![](https://mlnotebook.github.io/img/CNN/convSobel.gif)

# <p style="text-align: center;"> Table of Contents </p>
- ## 1. [Introduction](#Intro)
   - ### 1.1 [Abstract](#abstract)
- ## 2. [Understanding Convolution Operations](#Understanding_Convolution_Operations)
   - ### 2.1 [Edge Detection Example](#Edge_Detection_Example)
   - ### 2.2 [More Edge Detection](#more)
- ## 3. [Padding](#Padding)
- ## 4. [Strided Convolutions](#Strided)
- ## 5. [Convolutions Over Volume](#Convolutions)
- ## 6. [One Layer of a Convolutional Network](#One_Layer)
  - ### 6.1 [Simple Convolutional Network Example](#Simple)
- ## 7. [Pooling](#Pooling)
- ## 8. [CNN Example](#cnn)
  - ### 8.1 [Why Convolutions?](#con)
- ## 9. [A brief overview of Imitation Learning](#imi)
  - ### 9.1 [Basics of Imitation Learning](#bimi)
- ## 10. [Contribution](#Contribution)
- ## 11. [Citation](#Citation) 
- ## 12. [License](#License)

# <a id="Introduction"> 1 Introduction </a>
##   <a id='abstract'> 1.1 Abstract </a>

The main agenda of this notebook is as follow:-
- To understand the convolution operation
- To understand the pooling operation
- Remembering the vocabulary used in convolutional neural networks (padding, stride, filter, etc.)
- Building a convolutional neural network for multi-class classification in images

#   <a id='Understanding_Convolution_Operations'> 2. Understanding Convolution Operations </a>

One major problem with computer vision problems is that the input data can get really big. Suppose an image is of the size 68 X 68 X 3. The input feature dimension then becomes 12,288. This will be even bigger if we have larger images (say, of size 720 X 720 X 3). Now, if we pass such a big input to a neural network, the number of parameters will swell up to a HUGE number (depending on the number of hidden layers and hidden units). This will result in more computational and memory requirements – not something most of us can deal with.

#### We will explain the Convolution Operation by an example

## <a id="Edge_Detection_Example"> 2.1. Edge Detection Example </a>

The early layers of a neural network detect edges from an image. Deeper layers might be able to detect the cause of the objects and even more deeper layers might detect the cause of complete objects (like a person’s face).

In this section, we will focus on how the edges can be detected from an image. Suppose we are given the below image:

![](images/1.png)

◆ DATA SHOWN
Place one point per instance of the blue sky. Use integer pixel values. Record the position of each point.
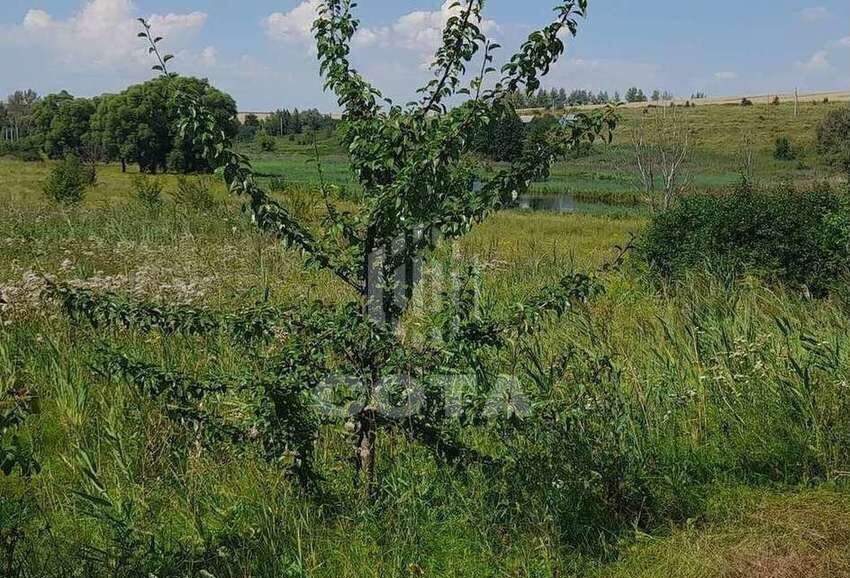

◆ WORK REQUIRED
Decide whether each statement agrees with the convolution notebook text. For each, answer yes or no and quote the words of the text that decide it.
1. One aim of the notebook is to build a convolutional neural network for multi-class classification in images.
2. The early layers of a neural network detect complete objects such as a person's face.
3. Passing a very big input to a neural network lowers its memory requirements.

◆ ANSWER TO THE EXERCISE
1. Yes: "Building a convolutional neural network for multi-class classification in images"
2. No: "The early layers of a neural network detect edges from an image."
3. No: "This will result in more computational and memory requirements"